# [TASK TO COMPLETE]
Each line of the records that holds "instance" should be shown in full.

# [PROVIDED DATA]
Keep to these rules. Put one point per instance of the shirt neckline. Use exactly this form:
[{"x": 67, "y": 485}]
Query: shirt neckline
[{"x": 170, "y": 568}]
---
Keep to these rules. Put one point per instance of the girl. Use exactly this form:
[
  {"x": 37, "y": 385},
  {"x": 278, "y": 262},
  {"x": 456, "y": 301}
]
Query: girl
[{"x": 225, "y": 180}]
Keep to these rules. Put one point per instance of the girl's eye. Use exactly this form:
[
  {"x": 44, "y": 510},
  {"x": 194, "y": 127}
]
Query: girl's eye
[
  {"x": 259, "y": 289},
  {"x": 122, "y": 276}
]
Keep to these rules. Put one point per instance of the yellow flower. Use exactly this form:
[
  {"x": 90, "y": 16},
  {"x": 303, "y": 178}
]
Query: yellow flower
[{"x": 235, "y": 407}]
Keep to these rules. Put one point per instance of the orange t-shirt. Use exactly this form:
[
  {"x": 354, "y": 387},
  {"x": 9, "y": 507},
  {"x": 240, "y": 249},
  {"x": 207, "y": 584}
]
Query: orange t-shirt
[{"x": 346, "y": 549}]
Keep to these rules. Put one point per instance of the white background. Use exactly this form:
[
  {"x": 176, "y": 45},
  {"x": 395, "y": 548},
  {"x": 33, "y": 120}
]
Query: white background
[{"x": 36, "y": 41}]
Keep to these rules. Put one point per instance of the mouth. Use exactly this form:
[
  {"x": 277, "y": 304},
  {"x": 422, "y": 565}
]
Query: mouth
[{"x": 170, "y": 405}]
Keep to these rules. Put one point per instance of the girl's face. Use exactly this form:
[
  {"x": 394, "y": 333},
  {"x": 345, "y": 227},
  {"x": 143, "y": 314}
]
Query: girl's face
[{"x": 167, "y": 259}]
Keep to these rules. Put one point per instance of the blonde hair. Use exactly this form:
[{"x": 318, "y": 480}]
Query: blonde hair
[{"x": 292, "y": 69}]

# [TASK RESULT]
Keep to these rules. Put one point per instance of the shirt neckline. Use exactly this form:
Keep to these rules. Put one point per instance of the girl. Use exactly this form:
Keep to these rules. Put one point per instance of the girl's eye. Use exactly this form:
Keep to these rules. Put one point per instance of the yellow flower. Use exactly this form:
Keep to these rules. Put one point per instance of the orange t-shirt. Use exactly this form:
Keep to these rules. Put one point per instance of the white background. Use exactly this form:
Keep to these rules. Put one point per instance of the mouth. Use exactly this form:
Keep to these rules. Put one point per instance of the girl's face. Use exactly this form:
Keep to these rules. Put one point per instance of the blonde hair. Use exactly this form:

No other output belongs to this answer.